=== Work instructions ===
[1] From the article on Gemini 1.5 Pro, reproduce the passage that begins at the words "Google recently unveiled" and ends after the words "to its predecessor.".
[2] In the article on Gemini 1.5 Pro, how long was the Buster Keaton film that the model analyzed in the demonstration?
[3] Resume the article on Gemini 1.5 Pro, writing on from its last sentence.

Google recently unveiled its latest AI chatbot model, Gemini 1.5 Pro, as an upgrade to the previously released Gemini model. Just two months after introducing the highly anticipated “Gemini” model, Google is now showcasing this “next-generation” AI model, boasting enhanced performance compared to its predecessor.
Gemini 1.5 Pro, according to Google, exhibits significant advancements across various aspects, outperforming the previous Gemini 1.0 Ultra while consuming less computational resources. The key enhancement lies in its capacity to process extensive files, whether they are text, video, or code. Unlike its predecessor, which was limited to handling 32,000 tokens or approximately 20,000 words per query, the new Gemini 1.5 Pro can efficiently process up to 1 million tokens per query.
This remarkable capability allows Gemini 1.5 Pro to analyze substantial amounts of information in a single operation, such as processing 1 hour of video, 11 hours of audio, codebases exceeding 30,000 lines of code, or over 700,000 words. Demis Hassabis, CEO of Google Deepmind, highlighted, “In our research, we’ve also successfully tested up to 10 million tokens.”
The advancements in Gemini’s functionality aim to enhance its utility further. During a demonstration, Google showcased how the new model can effectively search through a 402-page transcript of the Apollo 11 Moon landing to locate specific text excerpts. Additionally, in another demonstration, Gemini 1.5 Pro showcased its ability to visually analyze a 44-minute Buster Keaton film to identify specific moments within the footage.

Source records:

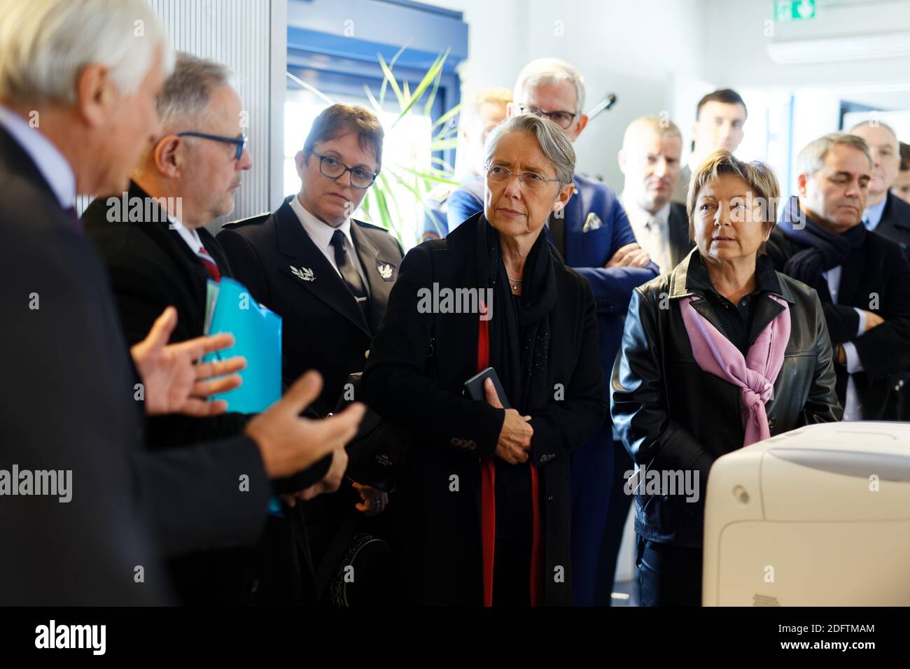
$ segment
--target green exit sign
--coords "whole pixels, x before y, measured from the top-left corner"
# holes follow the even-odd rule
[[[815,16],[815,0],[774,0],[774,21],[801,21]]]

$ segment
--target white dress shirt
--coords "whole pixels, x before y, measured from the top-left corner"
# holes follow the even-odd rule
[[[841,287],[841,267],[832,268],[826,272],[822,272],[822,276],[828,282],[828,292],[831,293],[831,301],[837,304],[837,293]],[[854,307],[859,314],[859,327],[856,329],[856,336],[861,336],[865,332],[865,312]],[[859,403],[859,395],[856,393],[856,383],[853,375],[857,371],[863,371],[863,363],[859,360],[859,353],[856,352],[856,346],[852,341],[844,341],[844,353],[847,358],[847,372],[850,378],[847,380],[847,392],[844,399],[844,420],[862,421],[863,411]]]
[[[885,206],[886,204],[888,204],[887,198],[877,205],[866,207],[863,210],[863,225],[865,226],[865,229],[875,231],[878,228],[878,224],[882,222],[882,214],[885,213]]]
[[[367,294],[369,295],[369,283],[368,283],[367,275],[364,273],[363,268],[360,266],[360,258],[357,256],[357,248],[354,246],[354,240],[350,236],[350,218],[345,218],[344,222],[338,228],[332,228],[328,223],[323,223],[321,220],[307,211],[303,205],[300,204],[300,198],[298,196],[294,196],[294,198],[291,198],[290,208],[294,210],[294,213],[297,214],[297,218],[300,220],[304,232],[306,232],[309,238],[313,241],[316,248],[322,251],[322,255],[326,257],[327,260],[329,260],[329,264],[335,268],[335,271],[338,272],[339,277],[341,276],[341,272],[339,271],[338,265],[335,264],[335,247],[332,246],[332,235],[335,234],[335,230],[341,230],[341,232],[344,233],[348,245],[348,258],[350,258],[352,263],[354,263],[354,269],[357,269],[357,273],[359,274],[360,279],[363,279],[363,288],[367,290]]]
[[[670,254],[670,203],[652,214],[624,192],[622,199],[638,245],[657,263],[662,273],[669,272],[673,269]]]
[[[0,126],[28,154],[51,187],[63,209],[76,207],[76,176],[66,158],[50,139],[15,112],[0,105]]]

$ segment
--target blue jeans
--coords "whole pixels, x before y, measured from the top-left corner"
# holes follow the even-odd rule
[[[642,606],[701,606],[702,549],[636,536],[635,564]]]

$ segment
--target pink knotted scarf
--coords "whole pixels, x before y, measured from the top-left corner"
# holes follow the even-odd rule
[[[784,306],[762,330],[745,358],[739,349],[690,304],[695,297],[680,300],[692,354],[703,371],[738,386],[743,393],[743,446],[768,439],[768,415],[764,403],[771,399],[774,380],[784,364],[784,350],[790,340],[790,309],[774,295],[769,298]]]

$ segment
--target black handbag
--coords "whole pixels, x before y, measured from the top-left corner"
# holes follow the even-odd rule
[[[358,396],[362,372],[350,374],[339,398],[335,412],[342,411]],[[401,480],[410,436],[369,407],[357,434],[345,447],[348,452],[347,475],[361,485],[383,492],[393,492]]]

...

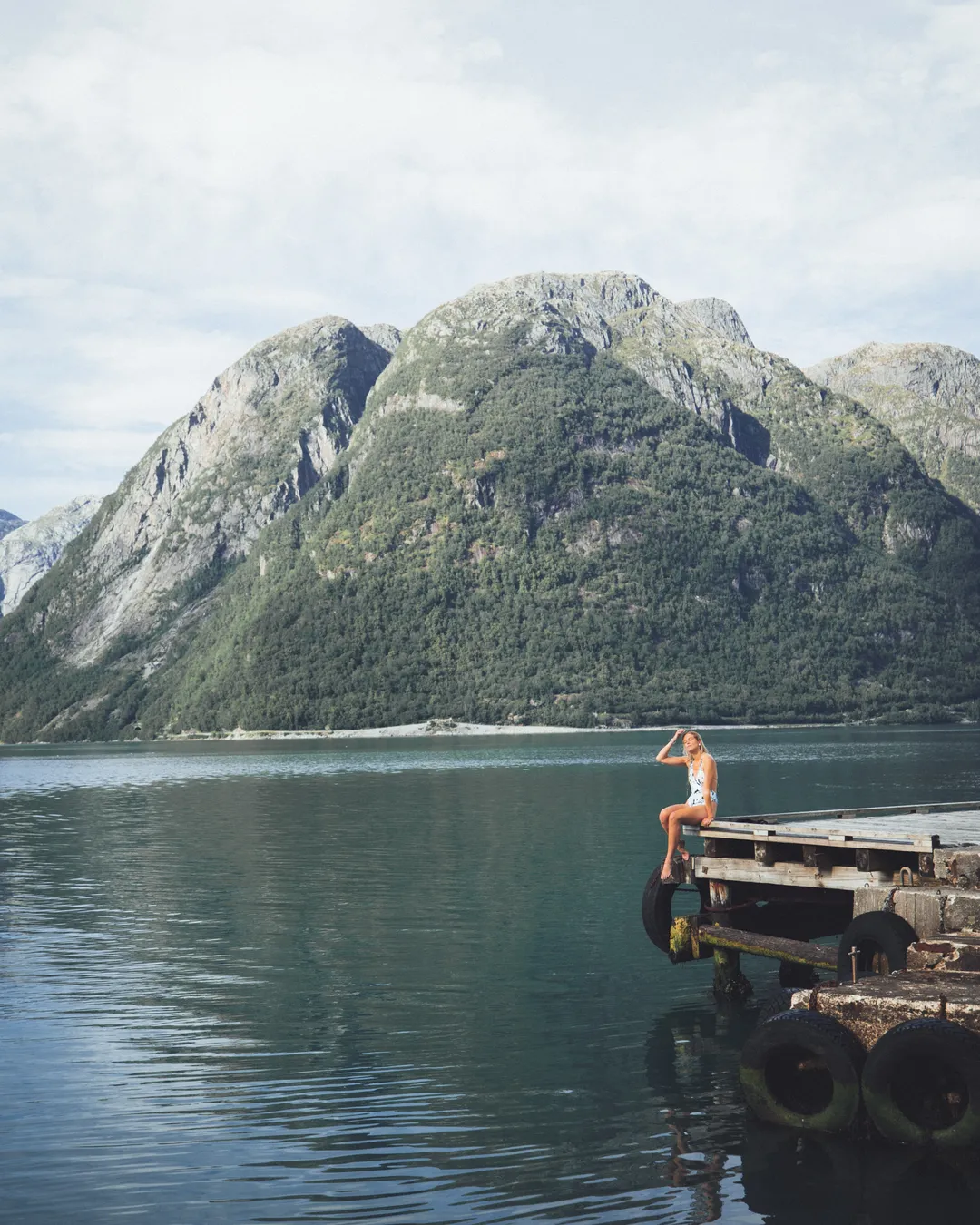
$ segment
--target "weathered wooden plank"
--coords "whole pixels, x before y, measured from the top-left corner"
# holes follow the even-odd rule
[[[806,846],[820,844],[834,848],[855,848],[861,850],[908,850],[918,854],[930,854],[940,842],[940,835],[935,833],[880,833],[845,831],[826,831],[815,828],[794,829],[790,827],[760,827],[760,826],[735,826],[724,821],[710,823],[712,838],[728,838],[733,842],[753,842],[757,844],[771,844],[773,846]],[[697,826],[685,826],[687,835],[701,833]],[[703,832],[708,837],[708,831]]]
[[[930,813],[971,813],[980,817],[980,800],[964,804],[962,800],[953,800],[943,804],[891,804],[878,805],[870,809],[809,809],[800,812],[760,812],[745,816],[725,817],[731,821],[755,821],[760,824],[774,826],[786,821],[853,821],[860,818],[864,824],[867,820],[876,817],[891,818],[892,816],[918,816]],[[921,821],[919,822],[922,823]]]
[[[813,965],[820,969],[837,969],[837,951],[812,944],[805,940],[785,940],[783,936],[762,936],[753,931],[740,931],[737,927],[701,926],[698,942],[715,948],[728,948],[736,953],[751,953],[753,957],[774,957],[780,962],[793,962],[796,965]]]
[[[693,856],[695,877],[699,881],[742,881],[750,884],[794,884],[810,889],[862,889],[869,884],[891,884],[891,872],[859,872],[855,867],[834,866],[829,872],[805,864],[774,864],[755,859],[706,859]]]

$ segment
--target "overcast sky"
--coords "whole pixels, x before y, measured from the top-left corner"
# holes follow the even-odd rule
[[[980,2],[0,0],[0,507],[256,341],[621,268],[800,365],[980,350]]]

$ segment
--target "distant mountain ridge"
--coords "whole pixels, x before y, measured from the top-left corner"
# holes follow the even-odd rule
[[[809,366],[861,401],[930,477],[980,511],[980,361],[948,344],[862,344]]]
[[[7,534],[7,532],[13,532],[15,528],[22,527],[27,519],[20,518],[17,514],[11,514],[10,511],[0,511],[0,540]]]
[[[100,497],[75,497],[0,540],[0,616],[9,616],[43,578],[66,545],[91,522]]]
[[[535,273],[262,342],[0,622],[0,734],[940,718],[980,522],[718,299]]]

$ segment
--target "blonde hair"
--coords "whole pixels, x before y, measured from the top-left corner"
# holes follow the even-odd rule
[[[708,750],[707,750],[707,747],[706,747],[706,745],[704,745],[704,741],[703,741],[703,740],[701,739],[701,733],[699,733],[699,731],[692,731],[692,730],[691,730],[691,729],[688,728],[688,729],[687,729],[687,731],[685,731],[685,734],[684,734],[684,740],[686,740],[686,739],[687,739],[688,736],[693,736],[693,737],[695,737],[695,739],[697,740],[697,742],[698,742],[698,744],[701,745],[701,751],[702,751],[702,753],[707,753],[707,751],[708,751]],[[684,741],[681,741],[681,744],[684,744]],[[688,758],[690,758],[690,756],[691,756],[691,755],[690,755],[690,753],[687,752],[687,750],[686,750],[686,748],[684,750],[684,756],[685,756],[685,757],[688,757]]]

==

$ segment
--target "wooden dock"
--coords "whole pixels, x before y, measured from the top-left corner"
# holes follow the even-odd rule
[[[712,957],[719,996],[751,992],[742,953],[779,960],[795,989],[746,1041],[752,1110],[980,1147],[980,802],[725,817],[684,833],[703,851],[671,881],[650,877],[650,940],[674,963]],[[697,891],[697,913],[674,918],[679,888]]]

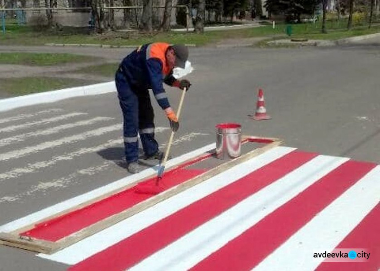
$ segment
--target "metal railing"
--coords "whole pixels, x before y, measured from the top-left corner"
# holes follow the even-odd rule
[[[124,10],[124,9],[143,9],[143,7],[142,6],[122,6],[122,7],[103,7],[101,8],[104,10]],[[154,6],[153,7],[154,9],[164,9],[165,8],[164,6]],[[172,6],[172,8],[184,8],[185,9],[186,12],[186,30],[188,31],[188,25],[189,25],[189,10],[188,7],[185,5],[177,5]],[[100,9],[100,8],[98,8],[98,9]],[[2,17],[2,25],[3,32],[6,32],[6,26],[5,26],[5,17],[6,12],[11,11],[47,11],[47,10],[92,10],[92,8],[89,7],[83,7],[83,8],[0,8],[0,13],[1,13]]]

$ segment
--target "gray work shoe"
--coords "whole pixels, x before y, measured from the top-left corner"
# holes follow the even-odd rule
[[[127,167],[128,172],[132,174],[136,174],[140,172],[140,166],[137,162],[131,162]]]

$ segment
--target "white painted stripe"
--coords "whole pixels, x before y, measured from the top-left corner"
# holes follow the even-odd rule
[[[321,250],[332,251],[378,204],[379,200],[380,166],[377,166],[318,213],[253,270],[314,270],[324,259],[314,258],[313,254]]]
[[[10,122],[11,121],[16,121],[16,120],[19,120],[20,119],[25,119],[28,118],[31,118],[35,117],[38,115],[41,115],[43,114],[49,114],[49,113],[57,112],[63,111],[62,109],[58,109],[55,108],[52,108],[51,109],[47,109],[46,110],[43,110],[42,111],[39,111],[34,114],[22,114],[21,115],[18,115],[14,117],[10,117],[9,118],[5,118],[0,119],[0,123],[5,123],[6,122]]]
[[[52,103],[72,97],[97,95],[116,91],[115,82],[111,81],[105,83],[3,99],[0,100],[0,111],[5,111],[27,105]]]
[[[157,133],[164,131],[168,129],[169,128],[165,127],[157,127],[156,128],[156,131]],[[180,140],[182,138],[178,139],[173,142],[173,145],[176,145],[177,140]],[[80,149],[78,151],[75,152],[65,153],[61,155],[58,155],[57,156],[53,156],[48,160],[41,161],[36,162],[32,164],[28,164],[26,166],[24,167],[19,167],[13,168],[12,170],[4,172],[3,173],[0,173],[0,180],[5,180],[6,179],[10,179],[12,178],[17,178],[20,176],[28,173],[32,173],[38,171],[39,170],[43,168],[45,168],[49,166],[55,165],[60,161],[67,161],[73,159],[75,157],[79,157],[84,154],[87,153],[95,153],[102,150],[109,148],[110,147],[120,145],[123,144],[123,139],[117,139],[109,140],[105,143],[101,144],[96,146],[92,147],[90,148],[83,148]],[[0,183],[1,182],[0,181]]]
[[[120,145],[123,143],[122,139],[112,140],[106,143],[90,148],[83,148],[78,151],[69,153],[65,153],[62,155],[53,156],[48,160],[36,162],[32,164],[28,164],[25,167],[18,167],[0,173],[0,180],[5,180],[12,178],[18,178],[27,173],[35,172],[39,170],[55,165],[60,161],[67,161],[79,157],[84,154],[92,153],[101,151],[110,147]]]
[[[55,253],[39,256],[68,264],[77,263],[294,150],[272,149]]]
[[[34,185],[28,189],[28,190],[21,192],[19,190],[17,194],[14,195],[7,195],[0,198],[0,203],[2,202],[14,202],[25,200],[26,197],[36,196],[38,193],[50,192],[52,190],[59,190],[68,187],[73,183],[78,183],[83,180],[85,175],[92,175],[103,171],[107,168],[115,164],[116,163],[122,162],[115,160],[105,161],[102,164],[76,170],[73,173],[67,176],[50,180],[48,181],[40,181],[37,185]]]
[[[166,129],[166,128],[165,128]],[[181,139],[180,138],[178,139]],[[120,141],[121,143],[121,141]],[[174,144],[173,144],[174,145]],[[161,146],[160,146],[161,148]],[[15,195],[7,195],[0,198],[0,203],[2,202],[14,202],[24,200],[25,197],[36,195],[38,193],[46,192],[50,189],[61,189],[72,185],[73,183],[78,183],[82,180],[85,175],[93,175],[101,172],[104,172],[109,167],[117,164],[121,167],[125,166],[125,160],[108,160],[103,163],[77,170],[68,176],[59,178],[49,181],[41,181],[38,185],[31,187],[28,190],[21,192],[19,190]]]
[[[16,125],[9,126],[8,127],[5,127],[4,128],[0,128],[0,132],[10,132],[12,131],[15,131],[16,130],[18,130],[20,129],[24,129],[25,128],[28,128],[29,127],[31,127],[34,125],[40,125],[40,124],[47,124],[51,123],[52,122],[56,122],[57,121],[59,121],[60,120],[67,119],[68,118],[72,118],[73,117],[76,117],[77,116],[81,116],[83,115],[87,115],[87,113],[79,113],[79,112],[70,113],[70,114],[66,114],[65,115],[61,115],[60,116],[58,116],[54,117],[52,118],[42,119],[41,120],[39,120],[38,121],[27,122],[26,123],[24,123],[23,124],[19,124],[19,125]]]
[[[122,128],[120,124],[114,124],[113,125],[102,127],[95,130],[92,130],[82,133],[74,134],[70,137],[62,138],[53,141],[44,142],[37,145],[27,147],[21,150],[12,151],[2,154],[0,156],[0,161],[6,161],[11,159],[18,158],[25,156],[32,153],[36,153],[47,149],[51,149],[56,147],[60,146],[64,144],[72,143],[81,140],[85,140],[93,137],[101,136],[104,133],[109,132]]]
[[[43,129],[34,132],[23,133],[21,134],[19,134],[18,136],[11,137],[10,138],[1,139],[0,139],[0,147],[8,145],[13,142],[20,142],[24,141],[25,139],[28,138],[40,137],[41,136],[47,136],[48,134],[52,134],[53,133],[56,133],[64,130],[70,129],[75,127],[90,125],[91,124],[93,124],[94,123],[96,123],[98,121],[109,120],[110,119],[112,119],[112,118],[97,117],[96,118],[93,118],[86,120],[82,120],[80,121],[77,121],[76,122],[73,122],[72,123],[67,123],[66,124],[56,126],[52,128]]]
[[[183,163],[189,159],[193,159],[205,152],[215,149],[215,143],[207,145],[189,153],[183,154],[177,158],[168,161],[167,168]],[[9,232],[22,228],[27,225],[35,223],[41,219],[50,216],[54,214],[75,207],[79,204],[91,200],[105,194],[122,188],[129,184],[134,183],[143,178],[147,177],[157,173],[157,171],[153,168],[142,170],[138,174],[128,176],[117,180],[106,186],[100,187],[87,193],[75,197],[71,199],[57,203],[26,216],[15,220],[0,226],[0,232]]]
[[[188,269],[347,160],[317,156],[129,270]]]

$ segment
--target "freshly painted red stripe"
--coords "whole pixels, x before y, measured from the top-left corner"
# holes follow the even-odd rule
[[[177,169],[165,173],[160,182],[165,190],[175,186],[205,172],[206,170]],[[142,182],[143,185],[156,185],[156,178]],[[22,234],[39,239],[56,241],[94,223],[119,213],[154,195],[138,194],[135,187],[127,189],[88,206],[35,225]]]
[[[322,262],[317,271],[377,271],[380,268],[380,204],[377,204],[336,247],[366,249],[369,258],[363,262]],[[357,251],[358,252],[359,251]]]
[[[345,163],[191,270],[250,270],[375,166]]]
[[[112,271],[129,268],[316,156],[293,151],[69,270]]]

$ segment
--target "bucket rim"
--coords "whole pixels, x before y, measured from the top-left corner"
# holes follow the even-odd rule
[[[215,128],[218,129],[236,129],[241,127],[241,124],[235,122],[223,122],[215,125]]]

=== Per-task answers ===
[1]
Google recently unveiled its latest AI chatbot model, Gemini 1.5 Pro, as an upgrade to the previously released Gemini model. Just two months after introducing the highly anticipated “Gemini” model, Google is now showcasing this “next-generation” AI model, boasting enhanced performance compared to its predecessor.

[2] 44 minutes.

[3]
By leveraging an AI modeling technique known as Mixture-of-Experts (MoE), Google optimized the Gemini model’s processing capabilities. Hassabis explained, “MoE models learn to selectively activate the most relevant expert pathways in its neural network based on the input type, significantly boosting the model’s efficiency.”
Despite its impressive performance, the Gemini 1.5 Pro model may exhibit slower response times when handling requests involving large files. Google’s demonstrations revealed that it could take up to a minute to generate responses, although these processing times may improve as the model undergoes further refinement.
While Google has not specified the official launch date for Gemini 1.5 Pro, the company plans to gradually grant access to developers and enterprise customers through Google’s AI Studio and Vertex AI services. Google also hinted at introducing pricing tiers for the model, starting from a standard 128,000 context window and scaling up to 1 million tokens as the model evolves. Early testers, however, can experiment with the million-token window at no cost for the time being.